## SOURCE MATERIAL
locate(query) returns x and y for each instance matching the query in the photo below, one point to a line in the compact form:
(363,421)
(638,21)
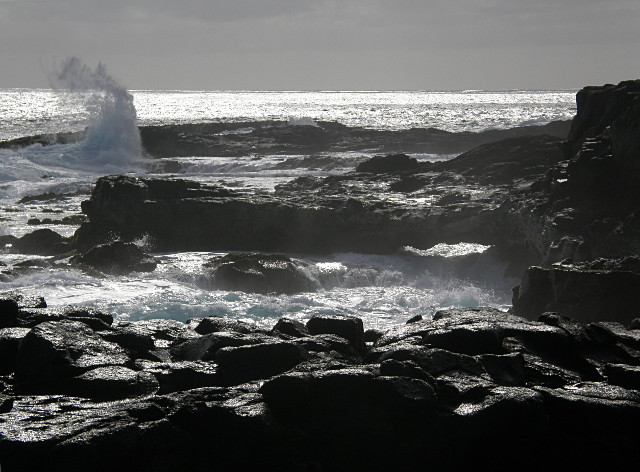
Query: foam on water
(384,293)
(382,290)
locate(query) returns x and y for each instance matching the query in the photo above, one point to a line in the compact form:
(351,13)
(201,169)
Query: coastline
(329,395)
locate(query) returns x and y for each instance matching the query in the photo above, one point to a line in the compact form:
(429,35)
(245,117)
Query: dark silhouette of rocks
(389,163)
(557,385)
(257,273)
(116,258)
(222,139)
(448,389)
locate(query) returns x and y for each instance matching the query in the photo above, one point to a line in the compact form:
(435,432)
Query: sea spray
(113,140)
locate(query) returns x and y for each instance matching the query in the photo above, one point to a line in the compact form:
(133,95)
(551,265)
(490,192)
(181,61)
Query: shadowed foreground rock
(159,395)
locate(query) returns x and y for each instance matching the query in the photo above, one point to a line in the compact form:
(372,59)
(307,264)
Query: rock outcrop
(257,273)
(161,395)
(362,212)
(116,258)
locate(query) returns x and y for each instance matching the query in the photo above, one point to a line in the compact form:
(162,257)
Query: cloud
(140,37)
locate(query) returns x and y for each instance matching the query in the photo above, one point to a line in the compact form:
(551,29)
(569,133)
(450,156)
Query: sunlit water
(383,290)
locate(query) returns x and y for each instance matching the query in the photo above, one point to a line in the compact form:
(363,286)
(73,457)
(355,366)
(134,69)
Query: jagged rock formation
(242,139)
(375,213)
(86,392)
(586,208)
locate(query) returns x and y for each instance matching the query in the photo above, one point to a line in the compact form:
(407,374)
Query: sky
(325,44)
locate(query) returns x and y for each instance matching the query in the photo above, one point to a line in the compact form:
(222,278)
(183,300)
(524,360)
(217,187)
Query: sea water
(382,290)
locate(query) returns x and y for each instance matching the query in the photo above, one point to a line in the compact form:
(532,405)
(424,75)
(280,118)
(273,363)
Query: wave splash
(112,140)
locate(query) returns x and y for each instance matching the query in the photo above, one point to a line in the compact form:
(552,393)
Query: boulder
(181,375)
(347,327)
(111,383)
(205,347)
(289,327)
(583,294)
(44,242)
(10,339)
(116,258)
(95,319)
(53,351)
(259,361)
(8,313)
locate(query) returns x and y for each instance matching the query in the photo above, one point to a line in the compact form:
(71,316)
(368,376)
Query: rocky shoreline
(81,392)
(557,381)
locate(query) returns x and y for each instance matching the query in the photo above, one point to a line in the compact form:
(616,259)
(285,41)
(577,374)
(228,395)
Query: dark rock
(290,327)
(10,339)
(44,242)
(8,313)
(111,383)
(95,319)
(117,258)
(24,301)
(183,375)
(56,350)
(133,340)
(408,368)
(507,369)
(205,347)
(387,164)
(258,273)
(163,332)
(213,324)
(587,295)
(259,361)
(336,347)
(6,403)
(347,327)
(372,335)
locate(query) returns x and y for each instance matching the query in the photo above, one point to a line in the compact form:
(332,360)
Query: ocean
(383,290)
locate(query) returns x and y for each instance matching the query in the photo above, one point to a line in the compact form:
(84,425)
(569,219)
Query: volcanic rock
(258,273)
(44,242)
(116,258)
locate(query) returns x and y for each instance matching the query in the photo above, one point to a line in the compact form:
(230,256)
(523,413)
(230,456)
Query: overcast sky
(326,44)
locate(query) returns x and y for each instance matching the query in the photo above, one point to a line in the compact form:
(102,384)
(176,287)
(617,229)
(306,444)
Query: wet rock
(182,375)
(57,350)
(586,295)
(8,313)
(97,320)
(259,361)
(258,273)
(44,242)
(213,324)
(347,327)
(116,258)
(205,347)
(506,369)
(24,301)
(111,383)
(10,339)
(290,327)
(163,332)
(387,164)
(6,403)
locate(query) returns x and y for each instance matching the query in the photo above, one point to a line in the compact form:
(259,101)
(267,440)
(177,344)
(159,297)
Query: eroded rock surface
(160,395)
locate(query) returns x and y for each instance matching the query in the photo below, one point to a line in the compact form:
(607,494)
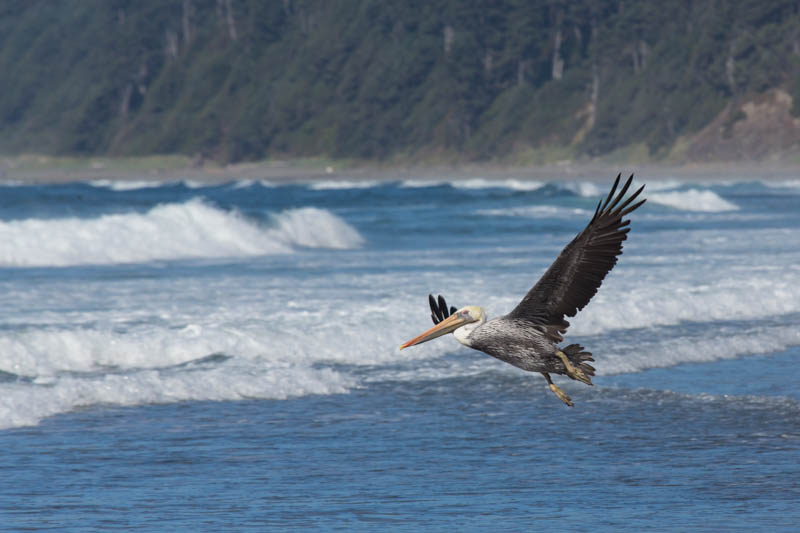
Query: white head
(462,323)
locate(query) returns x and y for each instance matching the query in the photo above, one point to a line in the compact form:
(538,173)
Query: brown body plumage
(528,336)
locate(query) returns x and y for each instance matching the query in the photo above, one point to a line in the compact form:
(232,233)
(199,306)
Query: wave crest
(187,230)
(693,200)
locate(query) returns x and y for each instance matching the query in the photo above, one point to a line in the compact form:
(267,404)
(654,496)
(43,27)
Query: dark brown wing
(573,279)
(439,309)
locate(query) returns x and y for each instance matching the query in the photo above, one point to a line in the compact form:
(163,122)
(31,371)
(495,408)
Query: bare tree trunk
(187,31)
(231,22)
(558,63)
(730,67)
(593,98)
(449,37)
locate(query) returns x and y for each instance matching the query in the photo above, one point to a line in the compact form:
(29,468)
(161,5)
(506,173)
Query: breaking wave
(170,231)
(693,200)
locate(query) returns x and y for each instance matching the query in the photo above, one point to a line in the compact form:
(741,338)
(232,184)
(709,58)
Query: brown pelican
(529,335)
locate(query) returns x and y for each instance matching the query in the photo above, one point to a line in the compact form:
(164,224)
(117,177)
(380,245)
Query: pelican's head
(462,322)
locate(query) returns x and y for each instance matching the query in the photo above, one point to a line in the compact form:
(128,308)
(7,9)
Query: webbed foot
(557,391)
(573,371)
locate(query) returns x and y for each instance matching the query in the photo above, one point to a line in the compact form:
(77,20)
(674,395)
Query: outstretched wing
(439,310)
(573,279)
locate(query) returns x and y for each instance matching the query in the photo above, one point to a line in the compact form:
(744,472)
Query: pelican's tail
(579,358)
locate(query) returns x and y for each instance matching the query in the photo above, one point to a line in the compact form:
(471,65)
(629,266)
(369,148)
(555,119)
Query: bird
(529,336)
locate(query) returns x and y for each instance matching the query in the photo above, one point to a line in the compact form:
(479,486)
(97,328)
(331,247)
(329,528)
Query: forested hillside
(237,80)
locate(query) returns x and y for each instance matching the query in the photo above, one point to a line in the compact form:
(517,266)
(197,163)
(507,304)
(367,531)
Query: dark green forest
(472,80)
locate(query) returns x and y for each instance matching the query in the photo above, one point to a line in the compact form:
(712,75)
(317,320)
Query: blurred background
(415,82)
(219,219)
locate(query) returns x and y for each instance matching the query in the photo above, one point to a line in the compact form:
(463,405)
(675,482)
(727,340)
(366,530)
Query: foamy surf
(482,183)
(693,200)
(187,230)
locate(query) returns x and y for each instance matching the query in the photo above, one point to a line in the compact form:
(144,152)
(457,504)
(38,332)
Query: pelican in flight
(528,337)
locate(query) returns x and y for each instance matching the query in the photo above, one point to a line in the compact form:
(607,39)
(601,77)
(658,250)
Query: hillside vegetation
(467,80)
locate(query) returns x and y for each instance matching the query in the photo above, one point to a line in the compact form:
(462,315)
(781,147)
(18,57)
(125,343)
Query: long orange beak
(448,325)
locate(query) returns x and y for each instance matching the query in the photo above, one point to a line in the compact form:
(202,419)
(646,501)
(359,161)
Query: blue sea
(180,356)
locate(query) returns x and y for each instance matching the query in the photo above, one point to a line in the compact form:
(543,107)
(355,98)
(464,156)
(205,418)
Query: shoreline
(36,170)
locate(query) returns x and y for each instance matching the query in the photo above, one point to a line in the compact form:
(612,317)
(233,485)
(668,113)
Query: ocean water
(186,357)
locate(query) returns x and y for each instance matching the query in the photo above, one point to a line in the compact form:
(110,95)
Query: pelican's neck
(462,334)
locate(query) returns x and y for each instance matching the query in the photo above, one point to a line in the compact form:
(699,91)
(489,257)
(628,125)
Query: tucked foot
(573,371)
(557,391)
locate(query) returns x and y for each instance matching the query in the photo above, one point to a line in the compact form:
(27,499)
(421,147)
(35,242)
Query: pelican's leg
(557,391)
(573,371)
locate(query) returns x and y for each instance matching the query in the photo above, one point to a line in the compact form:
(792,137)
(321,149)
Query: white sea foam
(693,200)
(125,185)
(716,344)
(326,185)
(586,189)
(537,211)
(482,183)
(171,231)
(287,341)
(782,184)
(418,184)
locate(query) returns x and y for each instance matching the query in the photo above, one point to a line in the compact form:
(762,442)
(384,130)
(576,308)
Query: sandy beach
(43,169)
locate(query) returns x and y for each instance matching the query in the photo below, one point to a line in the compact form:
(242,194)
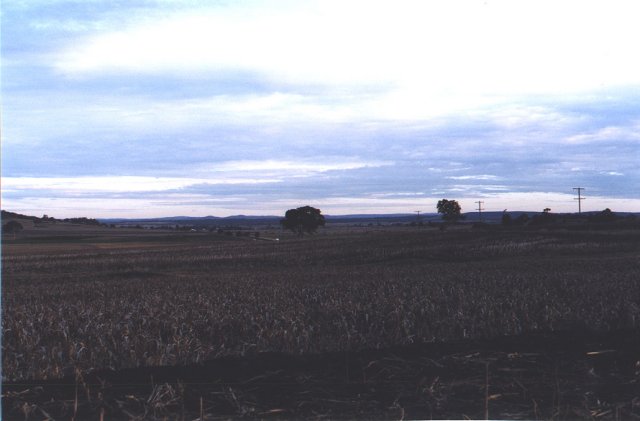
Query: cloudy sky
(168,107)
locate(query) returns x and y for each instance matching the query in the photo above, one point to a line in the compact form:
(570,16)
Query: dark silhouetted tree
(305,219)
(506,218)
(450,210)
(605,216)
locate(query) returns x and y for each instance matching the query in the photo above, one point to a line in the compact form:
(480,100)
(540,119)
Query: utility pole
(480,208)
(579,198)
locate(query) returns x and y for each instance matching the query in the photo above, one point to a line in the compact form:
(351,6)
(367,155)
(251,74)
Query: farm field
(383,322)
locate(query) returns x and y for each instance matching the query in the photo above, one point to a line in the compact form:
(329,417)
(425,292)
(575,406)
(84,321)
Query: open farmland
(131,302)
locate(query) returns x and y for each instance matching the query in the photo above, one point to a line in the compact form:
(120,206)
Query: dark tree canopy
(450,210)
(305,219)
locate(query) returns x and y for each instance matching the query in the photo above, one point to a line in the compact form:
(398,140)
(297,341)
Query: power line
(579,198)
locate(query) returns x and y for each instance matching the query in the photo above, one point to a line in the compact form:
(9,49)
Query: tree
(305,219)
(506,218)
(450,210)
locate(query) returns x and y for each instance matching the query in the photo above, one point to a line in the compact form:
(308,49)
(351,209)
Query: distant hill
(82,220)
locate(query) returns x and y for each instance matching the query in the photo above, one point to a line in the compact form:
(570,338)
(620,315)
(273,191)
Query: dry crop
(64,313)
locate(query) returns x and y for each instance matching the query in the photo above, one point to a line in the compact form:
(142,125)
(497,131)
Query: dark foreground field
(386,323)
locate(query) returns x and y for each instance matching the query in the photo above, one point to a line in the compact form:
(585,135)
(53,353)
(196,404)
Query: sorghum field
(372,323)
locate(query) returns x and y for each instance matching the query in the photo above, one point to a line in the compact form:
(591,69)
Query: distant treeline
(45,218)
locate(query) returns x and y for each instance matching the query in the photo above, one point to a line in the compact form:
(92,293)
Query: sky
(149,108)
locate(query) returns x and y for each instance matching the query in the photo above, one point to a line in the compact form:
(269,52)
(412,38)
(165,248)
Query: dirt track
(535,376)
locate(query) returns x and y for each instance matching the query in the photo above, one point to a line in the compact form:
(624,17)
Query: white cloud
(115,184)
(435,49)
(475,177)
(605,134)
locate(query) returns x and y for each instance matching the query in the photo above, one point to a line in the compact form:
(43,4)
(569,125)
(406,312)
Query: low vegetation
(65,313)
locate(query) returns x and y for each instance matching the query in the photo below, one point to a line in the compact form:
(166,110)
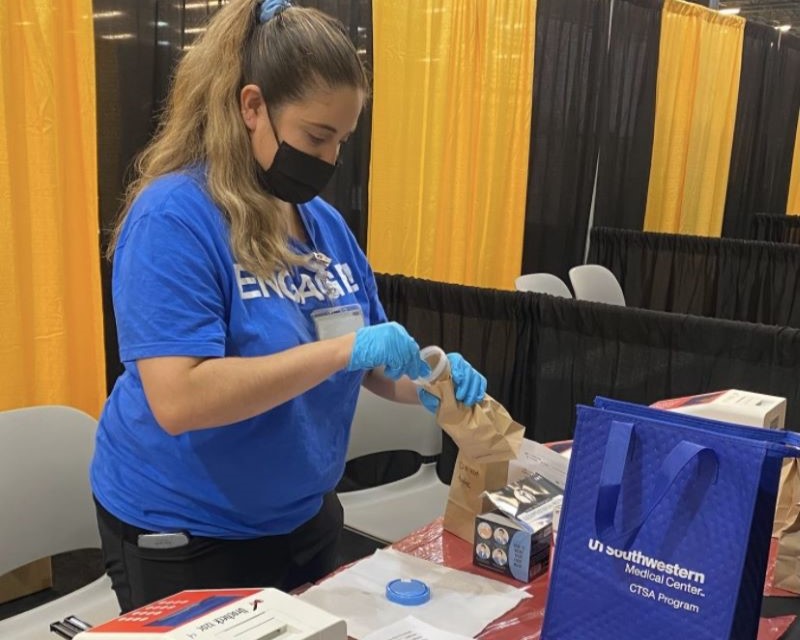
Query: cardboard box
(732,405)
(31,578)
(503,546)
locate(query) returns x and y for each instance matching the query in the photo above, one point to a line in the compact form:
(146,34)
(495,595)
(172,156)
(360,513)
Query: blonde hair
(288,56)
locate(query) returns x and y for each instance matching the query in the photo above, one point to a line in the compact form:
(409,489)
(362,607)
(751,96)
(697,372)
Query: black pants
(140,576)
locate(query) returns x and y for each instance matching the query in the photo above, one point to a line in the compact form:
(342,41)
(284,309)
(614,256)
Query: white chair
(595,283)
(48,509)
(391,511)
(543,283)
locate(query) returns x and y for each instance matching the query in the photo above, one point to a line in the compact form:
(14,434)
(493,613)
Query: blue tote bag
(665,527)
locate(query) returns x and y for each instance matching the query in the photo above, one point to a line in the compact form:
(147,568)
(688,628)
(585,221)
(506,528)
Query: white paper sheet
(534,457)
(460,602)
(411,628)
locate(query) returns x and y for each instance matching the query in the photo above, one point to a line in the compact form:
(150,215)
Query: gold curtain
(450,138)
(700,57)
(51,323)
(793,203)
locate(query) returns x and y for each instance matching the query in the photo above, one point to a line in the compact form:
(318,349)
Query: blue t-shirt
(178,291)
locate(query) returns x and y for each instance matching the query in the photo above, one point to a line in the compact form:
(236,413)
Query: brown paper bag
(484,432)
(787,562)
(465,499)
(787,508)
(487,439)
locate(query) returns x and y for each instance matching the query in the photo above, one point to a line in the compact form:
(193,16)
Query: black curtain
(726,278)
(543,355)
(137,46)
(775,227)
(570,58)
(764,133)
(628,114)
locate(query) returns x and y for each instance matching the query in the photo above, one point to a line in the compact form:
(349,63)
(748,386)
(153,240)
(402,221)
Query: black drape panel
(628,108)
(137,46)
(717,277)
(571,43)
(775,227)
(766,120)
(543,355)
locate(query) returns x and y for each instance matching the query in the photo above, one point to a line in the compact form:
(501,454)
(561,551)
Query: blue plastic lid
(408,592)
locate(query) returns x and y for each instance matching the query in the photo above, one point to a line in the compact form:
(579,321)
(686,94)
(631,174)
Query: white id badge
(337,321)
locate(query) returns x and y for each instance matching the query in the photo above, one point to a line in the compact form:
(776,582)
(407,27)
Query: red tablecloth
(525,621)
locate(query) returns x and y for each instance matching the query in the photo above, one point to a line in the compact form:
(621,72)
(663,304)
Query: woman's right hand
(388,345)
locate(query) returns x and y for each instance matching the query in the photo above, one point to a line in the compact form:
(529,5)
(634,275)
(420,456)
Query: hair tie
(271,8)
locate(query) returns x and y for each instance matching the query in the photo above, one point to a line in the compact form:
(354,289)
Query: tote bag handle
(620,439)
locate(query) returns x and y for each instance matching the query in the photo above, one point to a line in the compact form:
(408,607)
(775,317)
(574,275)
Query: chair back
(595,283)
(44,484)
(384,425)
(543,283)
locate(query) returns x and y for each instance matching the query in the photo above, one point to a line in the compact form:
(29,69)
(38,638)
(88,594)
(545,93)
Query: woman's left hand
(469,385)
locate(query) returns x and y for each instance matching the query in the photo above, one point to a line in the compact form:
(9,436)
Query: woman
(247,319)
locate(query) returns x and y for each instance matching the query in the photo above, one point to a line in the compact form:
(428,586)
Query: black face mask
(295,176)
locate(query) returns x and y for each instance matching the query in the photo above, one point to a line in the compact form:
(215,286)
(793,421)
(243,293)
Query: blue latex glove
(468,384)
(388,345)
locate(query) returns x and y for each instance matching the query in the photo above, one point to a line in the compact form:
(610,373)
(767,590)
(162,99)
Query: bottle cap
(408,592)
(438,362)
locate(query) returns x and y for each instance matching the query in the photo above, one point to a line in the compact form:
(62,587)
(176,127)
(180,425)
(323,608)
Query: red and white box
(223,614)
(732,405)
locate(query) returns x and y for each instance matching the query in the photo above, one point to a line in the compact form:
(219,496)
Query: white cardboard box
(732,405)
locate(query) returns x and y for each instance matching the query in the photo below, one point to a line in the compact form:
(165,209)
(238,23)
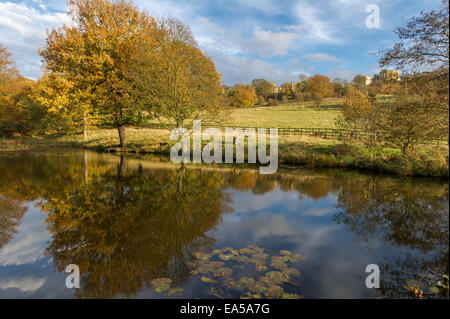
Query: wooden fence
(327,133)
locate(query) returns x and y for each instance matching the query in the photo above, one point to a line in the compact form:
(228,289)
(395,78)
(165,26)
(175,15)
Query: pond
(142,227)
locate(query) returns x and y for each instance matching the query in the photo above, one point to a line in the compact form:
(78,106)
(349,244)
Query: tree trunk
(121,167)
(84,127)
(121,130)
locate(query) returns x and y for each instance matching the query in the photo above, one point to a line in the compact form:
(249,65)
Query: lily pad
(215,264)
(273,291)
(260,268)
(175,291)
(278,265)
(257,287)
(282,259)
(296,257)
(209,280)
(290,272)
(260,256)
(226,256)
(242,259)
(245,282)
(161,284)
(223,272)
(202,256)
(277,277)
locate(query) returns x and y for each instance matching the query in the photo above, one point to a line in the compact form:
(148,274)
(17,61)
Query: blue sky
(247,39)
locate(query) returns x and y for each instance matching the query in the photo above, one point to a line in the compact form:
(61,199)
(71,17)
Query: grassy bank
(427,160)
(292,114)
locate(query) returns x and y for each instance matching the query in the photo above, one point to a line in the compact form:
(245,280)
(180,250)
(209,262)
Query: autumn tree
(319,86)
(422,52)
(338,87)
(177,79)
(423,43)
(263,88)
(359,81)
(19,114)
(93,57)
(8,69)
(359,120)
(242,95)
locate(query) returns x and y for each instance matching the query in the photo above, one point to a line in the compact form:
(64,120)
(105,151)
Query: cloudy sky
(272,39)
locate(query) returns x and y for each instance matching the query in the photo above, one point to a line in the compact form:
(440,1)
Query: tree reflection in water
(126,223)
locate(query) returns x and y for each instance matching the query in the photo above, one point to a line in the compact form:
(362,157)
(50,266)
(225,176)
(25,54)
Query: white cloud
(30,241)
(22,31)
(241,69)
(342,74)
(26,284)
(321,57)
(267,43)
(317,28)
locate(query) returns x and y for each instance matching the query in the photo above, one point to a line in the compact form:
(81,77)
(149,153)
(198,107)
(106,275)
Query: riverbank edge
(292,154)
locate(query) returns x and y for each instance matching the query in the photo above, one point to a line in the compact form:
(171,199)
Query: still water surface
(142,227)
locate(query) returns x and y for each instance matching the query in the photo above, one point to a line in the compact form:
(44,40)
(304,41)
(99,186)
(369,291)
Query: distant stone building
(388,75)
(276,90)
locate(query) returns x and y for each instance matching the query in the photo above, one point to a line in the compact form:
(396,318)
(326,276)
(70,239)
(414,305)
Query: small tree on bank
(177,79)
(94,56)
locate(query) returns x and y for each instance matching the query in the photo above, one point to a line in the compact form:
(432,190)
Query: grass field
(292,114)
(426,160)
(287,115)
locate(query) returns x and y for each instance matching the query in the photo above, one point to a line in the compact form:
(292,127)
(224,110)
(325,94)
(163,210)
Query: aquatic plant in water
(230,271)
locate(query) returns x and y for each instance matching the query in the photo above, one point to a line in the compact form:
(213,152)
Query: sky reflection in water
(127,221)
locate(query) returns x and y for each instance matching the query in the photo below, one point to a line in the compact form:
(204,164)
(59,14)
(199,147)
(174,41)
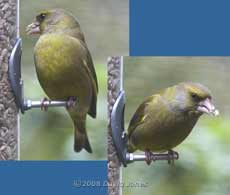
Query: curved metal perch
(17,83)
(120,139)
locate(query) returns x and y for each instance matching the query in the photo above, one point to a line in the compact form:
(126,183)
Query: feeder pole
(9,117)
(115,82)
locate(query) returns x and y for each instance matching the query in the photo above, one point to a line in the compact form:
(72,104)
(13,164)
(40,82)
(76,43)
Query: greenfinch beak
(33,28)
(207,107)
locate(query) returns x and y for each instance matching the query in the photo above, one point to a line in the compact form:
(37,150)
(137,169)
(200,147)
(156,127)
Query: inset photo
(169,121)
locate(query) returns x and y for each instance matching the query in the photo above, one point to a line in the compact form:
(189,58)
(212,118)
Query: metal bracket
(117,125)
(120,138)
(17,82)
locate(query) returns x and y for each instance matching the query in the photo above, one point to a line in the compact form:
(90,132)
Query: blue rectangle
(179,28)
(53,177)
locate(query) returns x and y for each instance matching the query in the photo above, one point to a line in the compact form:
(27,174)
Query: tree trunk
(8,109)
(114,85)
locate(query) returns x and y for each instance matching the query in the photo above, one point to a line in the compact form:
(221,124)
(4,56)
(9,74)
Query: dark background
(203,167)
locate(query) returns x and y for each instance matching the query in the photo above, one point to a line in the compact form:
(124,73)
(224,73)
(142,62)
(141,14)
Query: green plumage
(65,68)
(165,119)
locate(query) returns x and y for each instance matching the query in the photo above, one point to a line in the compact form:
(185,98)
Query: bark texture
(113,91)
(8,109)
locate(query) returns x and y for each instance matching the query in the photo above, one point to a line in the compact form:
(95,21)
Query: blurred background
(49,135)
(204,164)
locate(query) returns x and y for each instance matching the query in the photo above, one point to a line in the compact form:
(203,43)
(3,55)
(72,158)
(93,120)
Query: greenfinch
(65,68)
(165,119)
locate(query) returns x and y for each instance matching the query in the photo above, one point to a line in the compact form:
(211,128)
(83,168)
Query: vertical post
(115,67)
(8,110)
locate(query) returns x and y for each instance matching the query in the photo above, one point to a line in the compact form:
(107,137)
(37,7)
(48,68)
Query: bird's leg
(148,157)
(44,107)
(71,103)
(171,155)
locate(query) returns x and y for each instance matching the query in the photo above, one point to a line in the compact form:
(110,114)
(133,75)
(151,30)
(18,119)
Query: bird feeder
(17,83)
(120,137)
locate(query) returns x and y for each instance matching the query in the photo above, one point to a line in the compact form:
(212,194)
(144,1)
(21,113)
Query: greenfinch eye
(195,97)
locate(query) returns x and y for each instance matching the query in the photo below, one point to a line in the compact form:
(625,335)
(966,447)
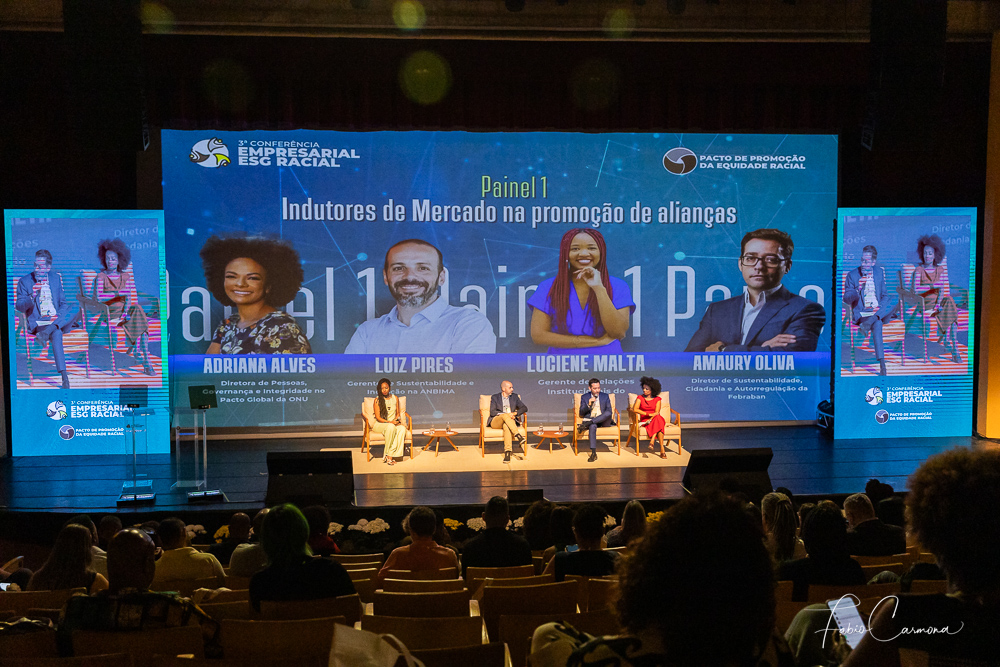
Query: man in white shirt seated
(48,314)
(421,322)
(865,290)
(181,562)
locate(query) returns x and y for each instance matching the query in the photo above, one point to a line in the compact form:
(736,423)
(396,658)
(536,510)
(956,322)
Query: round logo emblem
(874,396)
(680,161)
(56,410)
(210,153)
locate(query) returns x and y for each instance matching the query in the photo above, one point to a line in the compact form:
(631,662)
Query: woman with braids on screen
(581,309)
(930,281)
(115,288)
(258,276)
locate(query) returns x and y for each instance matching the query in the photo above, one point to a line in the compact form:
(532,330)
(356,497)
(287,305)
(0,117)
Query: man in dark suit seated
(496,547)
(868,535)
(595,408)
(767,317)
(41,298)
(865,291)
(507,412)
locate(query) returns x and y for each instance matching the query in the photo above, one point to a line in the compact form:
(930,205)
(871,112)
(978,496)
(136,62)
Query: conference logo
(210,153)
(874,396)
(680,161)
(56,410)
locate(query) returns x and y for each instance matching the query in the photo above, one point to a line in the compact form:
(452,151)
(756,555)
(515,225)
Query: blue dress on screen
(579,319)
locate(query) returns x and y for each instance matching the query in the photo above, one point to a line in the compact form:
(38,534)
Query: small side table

## EXERCISE REQUIREMENTS
Copy out each line above that contains the word "brown".

## WORKED ANSWER
Query: brown body plumage
Query: dark brown wing
Query: brown pelican
Query: brown paper bag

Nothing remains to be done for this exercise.